ISTRUZIONI DELL'ESERCIZIO =>
a – Nel brano sulla spedizione alla Sierra Nevada, riscrivi il tratto da "Ecco la nostra" fino a "semplicemente la Nevada.", sostituendo "camionette" con "jeep".
b – Secondo il brano sulla spedizione alla Sierra Nevada, per quale motivo le land rover restano bloccate a 5 km da Pueblo Bejo?

BRANO SCELTO =>
^^^^^^^^^^^^^^^^

Ecco la nostra spedizione superleggera alla Sierra Nevada di S. Maria, il primo importante nodo montuoso delle Ande che sorge a II° di latitudine nord in territorio colombiano.
Girano le ruote delle camionette, arrancano sulla 'carrettera', guadando torrenti impetuosi, affrontano ripide balze schizzando melma da tutte le parti. Gli autisti, tipici avventurieri di questo tropico, fanno miracoli di abilità. Siamo sulla Sierra che qui chiamano Serrania, mentre quella alta, la nostra meta, semplicemente la Nevada.
Una pioggia torrenziale a 5 km, da Pueblo Bejo blocca le land rover. Le ruote slittano sulla strada ormai divenuta un pantano.
Scaricano i nostri bagagli senza molta esitazione, non c'è niente da fare, girano le land e prendono la strada per Valledupar lasciandoci in mezzo, al fango al nostro destino.
Passano le ore e la pioggia si calma, un camion carico di mercanzie varie dopo una trattativa piuttosto lunga ci porta in salvo a Pueblo Bejo, un paese meraviglioso che fa onore al suo nome, ci accoglie con il profumo dei suoi oleandri.

^^^^^^^^^^^^^^^^

(Estratti di dati di etichettatura dei luoghi)
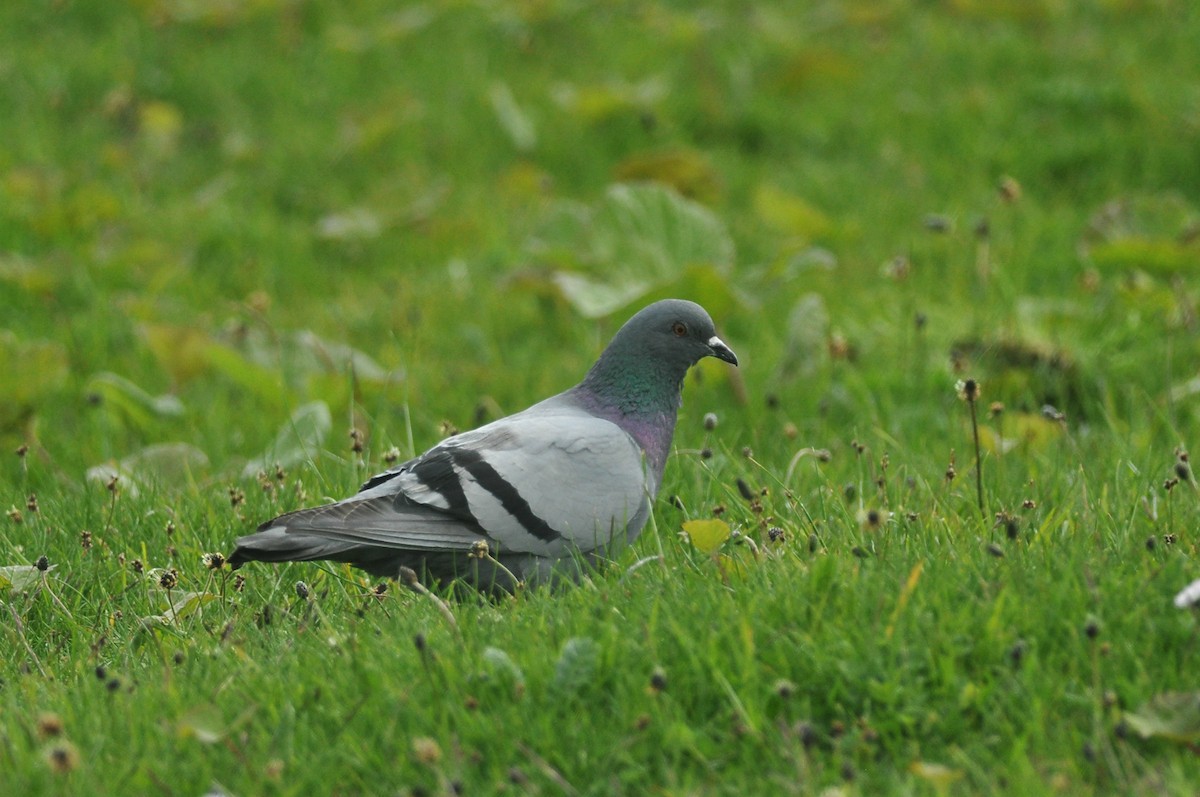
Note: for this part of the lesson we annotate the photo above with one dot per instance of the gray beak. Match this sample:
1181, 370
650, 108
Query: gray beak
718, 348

^^^^^^^^^^^^^^^^

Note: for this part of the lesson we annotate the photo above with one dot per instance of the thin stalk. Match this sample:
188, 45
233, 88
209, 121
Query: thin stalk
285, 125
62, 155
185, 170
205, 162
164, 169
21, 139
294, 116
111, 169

^^^^^^^^^^^^^^^^

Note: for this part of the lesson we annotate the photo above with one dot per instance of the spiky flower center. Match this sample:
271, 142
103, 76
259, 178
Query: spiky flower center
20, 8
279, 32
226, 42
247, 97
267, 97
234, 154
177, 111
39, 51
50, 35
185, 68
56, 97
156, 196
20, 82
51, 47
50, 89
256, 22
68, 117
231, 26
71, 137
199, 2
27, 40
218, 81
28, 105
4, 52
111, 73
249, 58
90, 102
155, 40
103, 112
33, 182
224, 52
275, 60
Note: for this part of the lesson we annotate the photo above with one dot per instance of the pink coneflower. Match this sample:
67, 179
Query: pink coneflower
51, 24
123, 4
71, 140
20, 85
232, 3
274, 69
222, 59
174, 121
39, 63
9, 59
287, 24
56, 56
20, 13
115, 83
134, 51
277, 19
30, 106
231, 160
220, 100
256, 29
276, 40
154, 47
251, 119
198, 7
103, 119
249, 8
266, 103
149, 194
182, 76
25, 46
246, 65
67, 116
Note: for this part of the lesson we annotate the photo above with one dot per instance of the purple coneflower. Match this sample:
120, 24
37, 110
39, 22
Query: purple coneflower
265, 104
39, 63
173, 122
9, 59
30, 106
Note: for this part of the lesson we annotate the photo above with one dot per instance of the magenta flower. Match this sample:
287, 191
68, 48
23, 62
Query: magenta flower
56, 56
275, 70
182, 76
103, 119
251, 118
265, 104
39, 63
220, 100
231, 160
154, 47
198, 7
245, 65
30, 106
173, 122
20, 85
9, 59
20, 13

^^^^^^^^^^^^^^^^

SOLUZIONI =>
a –
Ecco la nostra spedizione superleggera alla Sierra Nevada di S. Maria, il primo importante nodo montuoso delle Ande che sorge a II° di latitudine nord in territorio colombiano.
Girano le ruote delle jeep, arrancano sulla 'carrettera', guadando torrenti impetuosi, affrontano ripide balze schizzando melma da tutte le parti. Gli autisti, tipici avventurieri di questo tropico, fanno miracoli di abilità. Siamo sulla Sierra che qui chiamano Serrania, mentre quella alta, la nostra meta, semplicemente la Nevada.

b – Una pioggia torrenziale blocca le land rover. Le ruote slittano sulla strada, ormai diventata un pantano.